* Begin Data for the task *

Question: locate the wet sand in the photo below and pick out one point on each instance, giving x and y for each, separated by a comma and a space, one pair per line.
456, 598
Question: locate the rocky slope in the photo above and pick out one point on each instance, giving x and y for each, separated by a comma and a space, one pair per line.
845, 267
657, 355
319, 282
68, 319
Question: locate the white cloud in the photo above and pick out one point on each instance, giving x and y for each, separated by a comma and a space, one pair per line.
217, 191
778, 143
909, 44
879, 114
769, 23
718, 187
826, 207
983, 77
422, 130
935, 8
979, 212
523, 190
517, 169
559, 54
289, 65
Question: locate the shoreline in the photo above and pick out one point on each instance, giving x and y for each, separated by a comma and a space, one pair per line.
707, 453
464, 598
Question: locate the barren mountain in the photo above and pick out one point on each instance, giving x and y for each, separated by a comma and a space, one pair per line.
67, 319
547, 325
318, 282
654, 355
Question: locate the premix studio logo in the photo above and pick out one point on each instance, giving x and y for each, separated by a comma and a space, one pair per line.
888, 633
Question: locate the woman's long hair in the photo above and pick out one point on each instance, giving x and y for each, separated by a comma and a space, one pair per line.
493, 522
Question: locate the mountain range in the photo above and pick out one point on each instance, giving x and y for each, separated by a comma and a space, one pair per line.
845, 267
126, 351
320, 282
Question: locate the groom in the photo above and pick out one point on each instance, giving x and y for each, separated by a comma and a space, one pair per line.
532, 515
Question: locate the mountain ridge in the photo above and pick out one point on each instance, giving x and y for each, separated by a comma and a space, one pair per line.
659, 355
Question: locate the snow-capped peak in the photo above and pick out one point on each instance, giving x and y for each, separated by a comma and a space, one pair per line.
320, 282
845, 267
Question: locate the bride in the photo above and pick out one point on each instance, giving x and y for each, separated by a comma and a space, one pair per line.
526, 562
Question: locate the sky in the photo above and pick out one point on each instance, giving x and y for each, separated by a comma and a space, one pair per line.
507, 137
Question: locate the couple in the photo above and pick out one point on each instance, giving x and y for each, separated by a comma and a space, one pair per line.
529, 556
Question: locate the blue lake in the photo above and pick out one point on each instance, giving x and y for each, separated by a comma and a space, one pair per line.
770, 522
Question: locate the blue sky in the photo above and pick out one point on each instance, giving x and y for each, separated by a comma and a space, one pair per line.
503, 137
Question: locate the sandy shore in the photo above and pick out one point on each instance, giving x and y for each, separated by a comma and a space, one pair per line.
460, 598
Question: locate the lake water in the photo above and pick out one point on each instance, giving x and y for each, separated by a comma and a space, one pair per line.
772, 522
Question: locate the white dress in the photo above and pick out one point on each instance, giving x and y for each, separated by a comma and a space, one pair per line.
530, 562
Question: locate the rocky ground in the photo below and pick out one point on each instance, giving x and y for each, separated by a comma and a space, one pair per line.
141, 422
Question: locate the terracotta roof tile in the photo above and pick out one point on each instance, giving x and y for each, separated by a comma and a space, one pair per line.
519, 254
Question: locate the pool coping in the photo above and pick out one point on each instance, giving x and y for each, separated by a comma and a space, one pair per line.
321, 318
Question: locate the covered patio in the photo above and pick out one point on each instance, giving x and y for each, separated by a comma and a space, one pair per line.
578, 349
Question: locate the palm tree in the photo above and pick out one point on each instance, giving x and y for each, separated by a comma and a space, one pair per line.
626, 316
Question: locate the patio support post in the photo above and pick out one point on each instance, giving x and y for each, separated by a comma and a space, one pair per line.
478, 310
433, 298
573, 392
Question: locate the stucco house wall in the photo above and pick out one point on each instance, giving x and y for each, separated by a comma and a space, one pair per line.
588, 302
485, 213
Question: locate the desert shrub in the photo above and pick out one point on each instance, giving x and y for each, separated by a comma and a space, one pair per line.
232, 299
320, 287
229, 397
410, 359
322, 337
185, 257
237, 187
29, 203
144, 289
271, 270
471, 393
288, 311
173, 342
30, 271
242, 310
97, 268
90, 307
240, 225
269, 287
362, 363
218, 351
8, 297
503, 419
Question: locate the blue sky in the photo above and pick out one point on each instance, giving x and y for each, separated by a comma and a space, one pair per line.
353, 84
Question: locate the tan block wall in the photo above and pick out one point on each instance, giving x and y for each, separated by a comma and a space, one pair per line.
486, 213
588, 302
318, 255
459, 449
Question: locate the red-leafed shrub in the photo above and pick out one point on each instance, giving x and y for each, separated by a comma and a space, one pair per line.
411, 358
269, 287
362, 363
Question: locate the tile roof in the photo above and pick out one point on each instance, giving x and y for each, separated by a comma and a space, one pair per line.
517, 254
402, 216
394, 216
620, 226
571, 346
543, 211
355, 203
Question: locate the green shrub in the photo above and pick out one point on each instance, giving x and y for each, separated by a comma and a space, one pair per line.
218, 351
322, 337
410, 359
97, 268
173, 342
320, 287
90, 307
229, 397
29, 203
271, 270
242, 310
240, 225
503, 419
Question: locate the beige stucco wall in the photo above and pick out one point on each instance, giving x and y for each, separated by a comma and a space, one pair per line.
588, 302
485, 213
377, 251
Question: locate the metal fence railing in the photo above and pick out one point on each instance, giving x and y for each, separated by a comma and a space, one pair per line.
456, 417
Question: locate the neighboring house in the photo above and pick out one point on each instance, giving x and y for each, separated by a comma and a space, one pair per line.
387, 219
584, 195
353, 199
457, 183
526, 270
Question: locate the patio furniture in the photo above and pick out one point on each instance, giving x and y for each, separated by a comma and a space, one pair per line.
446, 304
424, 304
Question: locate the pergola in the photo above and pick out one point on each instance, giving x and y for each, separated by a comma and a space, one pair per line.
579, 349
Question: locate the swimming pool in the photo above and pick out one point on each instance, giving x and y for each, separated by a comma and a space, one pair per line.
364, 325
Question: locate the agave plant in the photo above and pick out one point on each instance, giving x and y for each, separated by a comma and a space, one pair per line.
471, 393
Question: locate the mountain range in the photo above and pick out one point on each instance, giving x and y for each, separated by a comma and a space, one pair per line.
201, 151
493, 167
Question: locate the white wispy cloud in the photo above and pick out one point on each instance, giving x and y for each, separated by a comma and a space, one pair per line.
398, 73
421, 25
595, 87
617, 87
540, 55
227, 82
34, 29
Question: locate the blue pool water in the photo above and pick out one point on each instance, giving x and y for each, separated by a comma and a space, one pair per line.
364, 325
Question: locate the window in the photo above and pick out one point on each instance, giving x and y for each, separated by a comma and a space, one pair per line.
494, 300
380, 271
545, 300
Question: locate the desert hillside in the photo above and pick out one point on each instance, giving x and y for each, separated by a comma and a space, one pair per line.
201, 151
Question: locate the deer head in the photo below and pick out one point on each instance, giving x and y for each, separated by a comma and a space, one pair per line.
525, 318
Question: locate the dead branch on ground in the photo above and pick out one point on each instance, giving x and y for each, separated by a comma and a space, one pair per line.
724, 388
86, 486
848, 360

* End Data for the task *

Written task: Output all records verbatim.

Complete response:
Question: locate the wet sand in the photo below and pick out one point on each instance, giving x and y for each, separated by a comma and a space, one pair per line.
456, 598
Question: locate the rocky slope in the photo above and pick out one point on each instance, giving x and y for each, separated by a comma and a space, one pair per line.
845, 267
657, 355
319, 282
68, 319
Question: locate the white cloud in the photo above and pick out one point on each instance, giving x and y for each, separated by a comma and a space, one pair per line.
217, 191
778, 143
909, 44
879, 114
769, 23
718, 187
826, 207
983, 77
422, 130
935, 8
979, 212
523, 190
517, 169
559, 54
289, 65
Question: locate the shoreline in the photo above and pick out one point on each instance, giving x and y for each, separated by a comma and a space, one pair per line.
707, 453
464, 598
Question: locate the barren mountain in the photo above and pick out one point on each instance, giving x and y for each, separated by a comma and a space, one pair per line.
67, 319
547, 325
318, 282
654, 355
Question: locate the premix studio logo in the photo above and pick out one point on each instance, giving x and y for each, separated by a comma and a space, one pair per line.
888, 633
Question: locate the woman's long hair in the photo above and pick out one point on each instance, giving x and y for each, separated by a comma and a space, one pair per line.
493, 522
Question: locate the mountain range in the photo above and pick out one point on each instance, giving x and y for each, separated by a comma and a space, one pair per line.
845, 267
126, 351
320, 282
Question: locate the groom in the photo above and pick out one point on each instance, giving x and y for each, separated by a comma and a space, one pair per line.
532, 515
Question: locate the mountain ridge in the photo above and pick out one point on each instance, giving x and y for each, separated by a comma and a space, one pair per line.
659, 355
Question: locate the snow-capped peak in the photo above and pick out one point on each instance, giving x and y for each, separated by a comma and a space, one pair per line.
320, 282
845, 267
Question: locate the bride in the photo above and pick out one point on each instance, giving x and y for each, separated by a comma and a space, one pair per line.
526, 562
Question: locate the sky in the photo above and pick out one point on each instance, giving x and y for each, separated by a comma and a space, one pair per line.
507, 137
Question: locate the couple in the photo above and pick out one point on each instance, giving x and y for each, separated by a comma and a space, one pair per line.
529, 556
Question: locate the blue lake in the photo above and pick out one point on each instance, giving x and y for each, separated by a comma and a space, one pair per line.
770, 522
Question: locate the blue sky in the photo above and pick out one point on each instance, giving x and y for each, separated by a comma and a space, one pair per line.
503, 137
Question: locate the sandy shore in the photo above and pick out one point on each instance, giving x and y for each, separated by a comma and a space, one pair per line.
460, 598
Question: locate the lake water in the photo above and pick out one point on each instance, giving x and y for each, separated by a comma and a space, one pair per line.
772, 522
Question: locate the white dress in the photo above and pick out one point on each instance, giving x and y for each, separated by a comma and a space, one pair per line.
530, 562
Question: locate the rocky ground in the photo below and pick out one point on each instance, giving x and y for each, separated by a comma and a space, one pair per line.
141, 422
Question: locate the terracotta roof tile in the photo above and pick out one point on each instance, giving x and y for each, separated by a comma and a space, one pair per line.
519, 254
Question: locate the pool coping in the photo above and pick out one point on each instance, giving x and y for each, separated by a comma and a space, one pair per line.
321, 318
Question: locate the covered patio in the photo above and pick out one point on each instance, giving x and y for each, separated by a comma and a space, one pair per line.
578, 349
Question: locate the palm tree in the photo above and pick out one point on each instance, giving x and y for each, separated by a comma and a space, one pair per line.
626, 316
Question: locate the patio support post in the photo above and pick out one point on each instance, giving x and y for each, separated by a comma and a space, one pair per line.
478, 310
433, 298
573, 392
Question: locate the stucco house wall in the photo above and pick out one point on each instance, giving x and y for each, separated by a comma and a space, one pair per line.
588, 302
485, 213
Question: locate the desert shrub in the photo above and pick out one point on each instance, giving x and y for each, separated by a comma and a space, one pair per line.
232, 299
320, 287
229, 397
410, 359
322, 337
185, 257
237, 187
29, 203
144, 289
271, 270
471, 393
288, 311
173, 342
30, 271
242, 310
97, 268
90, 307
240, 225
269, 287
362, 363
218, 351
8, 297
503, 419
Question: locate the blue sky in the photo above and pick out one point on each instance, giving x and y for each, separated by a comma and a space, one pair per line.
353, 84
Question: locate the tan block wall in the photo above and pick out one point on each instance, giving x and y for each, separated by a comma and a space, one pair per line.
486, 213
588, 302
318, 255
459, 449
Question: locate the red-leafed shrub in the photo above and pick out one point on each instance, giving x and y for each, separated by a comma and a space, one pair per line.
411, 358
269, 287
362, 363
Question: locate the tile roof in the photo above and pick out one point on each instance, giving x and y for each, separated by a comma and a space, one pair per line.
517, 254
402, 216
394, 216
620, 226
571, 346
543, 211
355, 203
Question: locate the green shrub in the photo above and pick out one point on each instance, giving x and y for each, separated by a comma and a space, one pair per line.
218, 351
322, 337
410, 359
97, 268
173, 342
320, 287
90, 307
229, 397
29, 203
271, 270
242, 310
240, 225
503, 419
Question: locate the beige stucco wall in the photo above and pick out one point on each instance, giving x and y for each, separated by a comma and a space, one pair per line.
588, 302
485, 213
377, 251
Question: locate the metal fence railing in the photo above and pick out one point on each instance, giving x and y for each, separated by a comma and a space, one pair per line.
456, 417
Question: locate the neighboring house in the photo above and pick out one point on each instance, giving x and y for each, separated by a comma and a space, one pair per line.
387, 219
584, 195
353, 199
457, 183
526, 270
Question: locate the patio furniture in the photo above and pick out one point on each instance, giving x and y for each, separated by a comma and a space, one pair per line.
446, 304
424, 304
Question: locate the pergola in the photo above and pick out one point on each instance, giving x and y for each, separated by a comma and a space, one pair per line.
579, 349
Question: locate the swimming pool in the photo above and pick out one point on each instance, giving x and y for each, separated by a comma and a space, one pair per line.
364, 325
Question: locate the agave plant in the photo above and pick out one point on each instance, giving x and y for each, separated by a comma and a space, one pair per line.
471, 393
Question: locate the mountain range in the photo above and pick out one point on each instance, giving x and y for each, separated by a comma and a space, one pair per line.
201, 151
493, 167
Question: locate the white wispy cloud in the photo above and pick out one point on each instance, giving x and y for each, separated by a comma and a space, one pair per line.
398, 73
421, 25
595, 87
617, 87
540, 55
227, 82
34, 29
Question: locate the blue pool water in the photo above and pick out one point on each instance, giving x and y for each, separated by a comma and a space, one pair per line.
364, 325
Question: locate the window in the photo above and pick out one point on each instance, giving x and y for each, separated by a comma and a space, one pair per line.
494, 300
380, 271
545, 300
Question: locate the desert hillside in the photo above and pick out one point on each instance, giving x and y for each, separated by a comma and a space, one pair per line.
201, 151
Question: locate the deer head in the photo below and pick out one point on each instance, giving x and y for each, separated by a comma and a space, one pair per line.
525, 318
Question: locate the dead branch on ground in the photo above and pick out one point on each instance, giving x and y for each, separated by a comma and a space, one pair per line.
724, 388
86, 486
848, 360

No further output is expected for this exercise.